» **GOAL**
Write out all of the entries exactly, please.

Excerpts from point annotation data
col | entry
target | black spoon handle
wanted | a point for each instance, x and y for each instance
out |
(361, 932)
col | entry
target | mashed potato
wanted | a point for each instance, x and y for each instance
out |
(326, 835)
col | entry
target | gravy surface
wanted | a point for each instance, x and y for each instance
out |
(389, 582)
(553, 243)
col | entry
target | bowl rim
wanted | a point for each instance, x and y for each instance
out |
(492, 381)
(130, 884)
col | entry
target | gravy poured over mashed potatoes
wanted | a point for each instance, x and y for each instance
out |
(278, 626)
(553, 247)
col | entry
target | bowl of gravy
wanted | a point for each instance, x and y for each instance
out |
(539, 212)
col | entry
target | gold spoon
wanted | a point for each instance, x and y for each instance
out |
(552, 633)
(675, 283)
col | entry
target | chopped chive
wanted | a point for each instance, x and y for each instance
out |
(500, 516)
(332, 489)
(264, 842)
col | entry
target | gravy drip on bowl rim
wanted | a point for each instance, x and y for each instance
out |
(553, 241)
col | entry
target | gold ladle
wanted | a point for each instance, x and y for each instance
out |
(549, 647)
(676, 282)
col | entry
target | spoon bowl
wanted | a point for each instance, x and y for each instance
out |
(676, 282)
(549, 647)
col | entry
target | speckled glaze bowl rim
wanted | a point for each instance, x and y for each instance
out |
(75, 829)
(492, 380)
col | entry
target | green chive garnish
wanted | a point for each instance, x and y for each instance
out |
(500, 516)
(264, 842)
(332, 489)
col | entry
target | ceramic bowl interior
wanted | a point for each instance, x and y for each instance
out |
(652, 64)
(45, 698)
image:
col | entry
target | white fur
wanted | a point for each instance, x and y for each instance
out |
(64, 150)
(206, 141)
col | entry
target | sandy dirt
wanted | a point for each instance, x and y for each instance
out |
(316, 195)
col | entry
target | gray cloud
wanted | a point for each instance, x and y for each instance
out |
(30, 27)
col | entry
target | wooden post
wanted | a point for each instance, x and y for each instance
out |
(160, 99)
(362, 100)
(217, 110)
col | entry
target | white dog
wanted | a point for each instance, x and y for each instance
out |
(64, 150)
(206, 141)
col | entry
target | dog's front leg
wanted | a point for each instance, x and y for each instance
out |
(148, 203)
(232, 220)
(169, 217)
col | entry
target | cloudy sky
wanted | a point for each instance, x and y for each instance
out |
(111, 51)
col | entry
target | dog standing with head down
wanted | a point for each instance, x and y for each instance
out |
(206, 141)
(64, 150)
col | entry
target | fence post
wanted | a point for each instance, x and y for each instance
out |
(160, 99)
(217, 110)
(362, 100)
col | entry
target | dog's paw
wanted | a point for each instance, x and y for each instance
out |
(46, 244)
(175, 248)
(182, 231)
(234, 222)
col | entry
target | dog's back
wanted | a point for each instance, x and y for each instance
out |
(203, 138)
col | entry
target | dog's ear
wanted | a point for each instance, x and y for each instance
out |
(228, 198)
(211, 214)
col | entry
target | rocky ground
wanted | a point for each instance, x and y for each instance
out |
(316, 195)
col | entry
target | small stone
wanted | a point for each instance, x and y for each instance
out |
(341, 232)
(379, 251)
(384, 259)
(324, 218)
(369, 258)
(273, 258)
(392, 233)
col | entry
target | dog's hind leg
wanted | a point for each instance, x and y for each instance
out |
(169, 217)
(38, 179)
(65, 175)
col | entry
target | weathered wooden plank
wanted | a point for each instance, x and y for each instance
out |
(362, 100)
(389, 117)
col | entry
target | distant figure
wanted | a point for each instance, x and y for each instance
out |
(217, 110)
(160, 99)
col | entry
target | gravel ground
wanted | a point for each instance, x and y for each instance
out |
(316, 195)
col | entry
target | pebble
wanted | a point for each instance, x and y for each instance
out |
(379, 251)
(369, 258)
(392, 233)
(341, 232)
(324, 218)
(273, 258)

» **SOLUTION TO THE PROBLEM**
col | entry
target | black spoon handle
wanted | a point for each instance, x and y for each instance
out |
(361, 932)
col | entry
target | mashed potato
wanted | a point for each instance, x and y for each instance
out |
(326, 835)
col | entry
target | gravy surface
wanted | a point for each instance, x and y for each instance
out |
(389, 582)
(553, 243)
col | entry
target | bowl rim
wanted | a point for each instance, x and y for each instance
out |
(492, 381)
(130, 884)
col | entry
target | gravy poured over mashed potatoes
wanted | a point for each instance, x and y for each instance
out |
(278, 626)
(553, 247)
col | entry
target | bowl of gravy
wanted | a point for each instance, x and y for each instance
out |
(539, 212)
col | entry
target | gold spoon
wanted | a point for each instance, x and y for each instance
out |
(552, 633)
(675, 283)
col | entry
target | chopped chive
wanted | a point for each instance, x and y for each instance
out |
(500, 516)
(332, 489)
(264, 842)
col | entry
target | gravy drip on bowl rim
wanted | a point for each instance, x and y for each instance
out |
(553, 241)
col | entry
target | gold ladle
wanted | a point for each instance, x and y for each instance
out |
(549, 647)
(676, 282)
col | entry
target | spoon bowl
wanted | a point for each instance, x and y for each instance
out |
(676, 282)
(549, 647)
col | entry
target | speckled glaze bowl rim
wanted | a point for each instance, x and y for each instance
out |
(75, 829)
(492, 380)
col | entry
target | green chive garnish
wanted | a point for each instance, x and y for each instance
out |
(500, 516)
(264, 842)
(332, 489)
col | entry
target | ceramic bowl interior
wanted | a point for each instance, x and y for each instance
out |
(652, 64)
(45, 698)
image:
col | entry
target | white fur
wanted | a point for each instance, x and y for each instance
out |
(64, 150)
(206, 141)
col | entry
target | sandy dirt
wanted | a point for each instance, x and y for each instance
out |
(316, 195)
col | entry
target | gray cloud
wanted | a point for each instance, x and y for each instance
out |
(30, 27)
col | entry
target | wooden post
wanted | a point for each instance, x and y for each instance
out |
(160, 99)
(362, 100)
(217, 110)
col | entry
target | white dog
wanted | a point for each instance, x and y for each instance
out |
(64, 150)
(206, 141)
col | entry
target | dog's front leg
wanted | a point for each instance, x and y for each instance
out |
(148, 203)
(232, 220)
(169, 217)
col | entry
target | cloudy sky
wanted | a point for each instance, x and y for each instance
out |
(111, 51)
col | entry
target | dog standing with head down
wanted | a point for each instance, x and y for each instance
out |
(206, 141)
(64, 150)
col | entry
target | fence post
wanted | a point for each instance, x and y for each instance
out |
(160, 99)
(217, 110)
(362, 100)
col | entry
target | dog's paw
wanted | a point for each instance, x and y for each instance
out |
(46, 244)
(175, 248)
(182, 231)
(234, 222)
col | entry
target | dog's back
wanted | a point for each instance, x and y for each instance
out |
(203, 138)
col | entry
target | dog's ear
wanted | a point for each instance, x and y for each instance
out |
(228, 198)
(211, 214)
col | entry
target | rocky ground
wanted | a point for each instance, x and y for each instance
out |
(316, 195)
col | entry
target | small stone
wanted | a point for each instance, x and y for each instance
out |
(341, 232)
(379, 251)
(384, 259)
(324, 218)
(369, 258)
(273, 258)
(392, 233)
col | entry
target | dog's hind leg
wanted | a point for each instance, x and y for each instance
out |
(169, 217)
(38, 179)
(65, 175)
col | entry
target | weathered wooden plank
wanted | a point for each instance, x and y for each instance
out |
(362, 100)
(389, 117)
col | entry
target | distant figure
wanted | a point for each instance, x and y for each instance
out |
(217, 110)
(160, 99)
col | entry
target | gravel ground
wanted | a point for each instance, x and y for each instance
out |
(316, 195)
col | entry
target | pebble
wanted | a point for each instance, x and y for each instance
out |
(379, 251)
(369, 258)
(392, 233)
(341, 232)
(324, 218)
(273, 258)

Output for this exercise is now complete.